Entries from a point annotation set

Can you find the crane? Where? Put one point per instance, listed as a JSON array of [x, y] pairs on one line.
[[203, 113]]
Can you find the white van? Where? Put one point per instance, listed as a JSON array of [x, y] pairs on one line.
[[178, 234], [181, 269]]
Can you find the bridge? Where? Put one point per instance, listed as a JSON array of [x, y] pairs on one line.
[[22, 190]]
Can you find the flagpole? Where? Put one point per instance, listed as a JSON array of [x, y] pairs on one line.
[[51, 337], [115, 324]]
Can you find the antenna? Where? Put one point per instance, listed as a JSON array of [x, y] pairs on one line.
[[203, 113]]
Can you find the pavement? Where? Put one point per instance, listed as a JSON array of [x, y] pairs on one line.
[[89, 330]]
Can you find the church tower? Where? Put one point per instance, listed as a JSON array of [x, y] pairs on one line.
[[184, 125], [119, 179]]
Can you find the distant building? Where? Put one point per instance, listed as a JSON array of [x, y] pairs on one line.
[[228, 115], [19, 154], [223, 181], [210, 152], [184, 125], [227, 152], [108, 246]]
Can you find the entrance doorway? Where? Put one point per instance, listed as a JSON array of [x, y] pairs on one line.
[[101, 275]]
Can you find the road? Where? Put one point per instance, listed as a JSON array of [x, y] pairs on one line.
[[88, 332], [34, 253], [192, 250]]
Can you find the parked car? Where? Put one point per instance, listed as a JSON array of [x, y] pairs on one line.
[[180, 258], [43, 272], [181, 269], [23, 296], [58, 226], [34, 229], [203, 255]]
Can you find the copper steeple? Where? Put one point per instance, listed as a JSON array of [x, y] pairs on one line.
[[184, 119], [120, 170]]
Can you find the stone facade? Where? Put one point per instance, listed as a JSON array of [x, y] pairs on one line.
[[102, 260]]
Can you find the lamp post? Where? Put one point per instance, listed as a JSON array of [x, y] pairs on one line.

**Problem:** Output every line from the one containing "Can you find the pavement?" down to the end of the rows as a JSON list of strings, one string per line, with blank lines omitted.

**Result for this task:**
[
  "Can you find the pavement? Where? Put one point per instance, listed as a JSON array of [x, y] pairs on one line.",
  "[[89, 330]]",
  "Can you find the church tower? Where? Put one point per instance, listed as a JSON array of [x, y] pairs on one line.",
  "[[184, 125], [119, 179]]",
  "Can you find the distant building? Where? Put one point per instance, listed as a JSON array of [x, y] pairs on one line.",
  "[[228, 115], [19, 154], [223, 181], [210, 152], [184, 125], [227, 152], [108, 246]]",
  "Can you find the entrance doorway? Where? Put one point per instance, listed as a JSON array of [x, y] pairs on one line.",
  "[[101, 275]]",
  "Can you find the road? Where? Put one point per instance, listed as a JSON array of [x, y] pairs on one line.",
  "[[88, 332], [34, 253], [192, 250]]",
  "Can you find the parked car? Where? Put one point per instance, listed as a JSON array of [x, y] pairs on one line.",
  "[[180, 258], [43, 272], [181, 269], [23, 296], [58, 226], [34, 229], [203, 255]]",
  "Can you find the copper steeple? Where? Put one point per instance, listed as a JSON array of [x, y] pairs on one line.",
  "[[184, 119], [120, 170]]",
  "Can you find the stone facade? Where? Put one point per instance, listed as a JSON array of [x, y] pairs on one line.",
  "[[102, 260]]",
  "Can you find the lamp post? Where? Put one point per instance, listed as a JSON array of [x, y] pairs on one line."
]